Data items
====================

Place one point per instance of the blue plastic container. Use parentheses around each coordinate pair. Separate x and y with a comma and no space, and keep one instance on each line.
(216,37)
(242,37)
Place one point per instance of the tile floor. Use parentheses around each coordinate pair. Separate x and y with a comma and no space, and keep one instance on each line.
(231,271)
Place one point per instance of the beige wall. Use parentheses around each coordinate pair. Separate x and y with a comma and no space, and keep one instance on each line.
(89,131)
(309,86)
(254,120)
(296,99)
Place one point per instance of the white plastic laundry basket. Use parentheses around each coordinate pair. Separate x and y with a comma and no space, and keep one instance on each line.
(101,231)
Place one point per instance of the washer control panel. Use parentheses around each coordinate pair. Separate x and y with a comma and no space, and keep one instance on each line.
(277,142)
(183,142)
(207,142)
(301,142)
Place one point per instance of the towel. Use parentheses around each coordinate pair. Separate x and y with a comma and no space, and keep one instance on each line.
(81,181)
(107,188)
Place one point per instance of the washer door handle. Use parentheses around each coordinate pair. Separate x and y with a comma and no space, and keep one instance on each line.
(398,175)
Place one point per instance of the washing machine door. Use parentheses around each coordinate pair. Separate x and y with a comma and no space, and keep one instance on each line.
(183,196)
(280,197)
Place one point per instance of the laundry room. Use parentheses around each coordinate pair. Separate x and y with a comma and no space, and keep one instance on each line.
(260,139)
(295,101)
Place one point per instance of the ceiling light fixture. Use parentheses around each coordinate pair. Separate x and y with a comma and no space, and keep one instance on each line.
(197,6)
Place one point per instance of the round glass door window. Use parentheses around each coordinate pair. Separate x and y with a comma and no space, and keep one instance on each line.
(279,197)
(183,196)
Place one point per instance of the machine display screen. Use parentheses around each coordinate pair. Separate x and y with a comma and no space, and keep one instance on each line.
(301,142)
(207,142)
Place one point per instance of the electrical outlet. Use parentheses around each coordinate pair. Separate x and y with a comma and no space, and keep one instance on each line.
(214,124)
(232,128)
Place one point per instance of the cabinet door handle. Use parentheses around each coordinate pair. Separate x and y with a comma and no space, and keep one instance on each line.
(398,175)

====================

WORK REQUEST:
Give all the lines above again, exactly.

RESPONSE:
Place one point per instance of the blue plastic container. Use parentheses around each coordinate pair. Separate x and y with a comma and no space, and keep one instance on each line.
(216,37)
(242,37)
Place one point per instance of the tile floor. Use parentheses around each coordinate pair. Separate x and y with a comma and no space, and keep one instance on each line.
(231,271)
Place one point per instance of the beige wall. Use parentheses around each coordinate pair. Separate x and y with a comma and no space, and keep one instance on each line.
(89,131)
(309,86)
(254,120)
(296,99)
Place one point per instance of the white plastic laundry basket. Use parentheses around each coordinate pair. Separate x and y with a comma and no space, and keep one instance on each line.
(101,231)
Place one point per instance of the washer control panel. Use parentheses around each coordinate pair. Separate x and y with a comma and no space, and keep one instance on each line.
(277,142)
(183,142)
(207,142)
(301,142)
Place one point per instance of the towel. Use parentheses around each coordinate pair. Separate x and y with a comma and no space, and keep one instance on each line.
(81,181)
(107,188)
Place one point per instance of the washer door handle. Use parentheses around each coordinate pair. Separate x and y with a comma and no space, and keep one instance on each line.
(398,175)
Place one point per instance of the washing machine door. Use parentheses around each coordinate pair. Separate x and y with a comma and no space, and keep one instance on each line.
(183,196)
(280,197)
Place one point per instance of the laundry room. Use parentheses around each coordinate pair. Separate x and y with a comma and no space, and keep one instance on each line.
(260,139)
(295,101)
Place one point per instance of the ceiling light fixture. Use parentheses around each coordinate pair. Separate x and y with a comma and no space, and keep one instance on each line.
(197,6)
Place one point per instance of the round glass door window. Use parentheses around each coordinate pair. Separate x and y with a comma and no space, and keep one instance on each line.
(279,197)
(183,196)
Place one point per instance of the machine display screen. Use parentheses around each coordinate pair. Separate x and y with a comma and no space, and keep one instance on each line.
(301,142)
(207,142)
Place one point per instance of the electrical outlet. Use parentheses around each coordinate pair. Separate x and y with a comma and no space, and keep one instance on each line.
(214,124)
(232,128)
Place one point per instance of the cabinet door handle. Use parentheses around each coordinate pair. Separate x and y with a comma and no space, and keep one instance on each line.
(398,175)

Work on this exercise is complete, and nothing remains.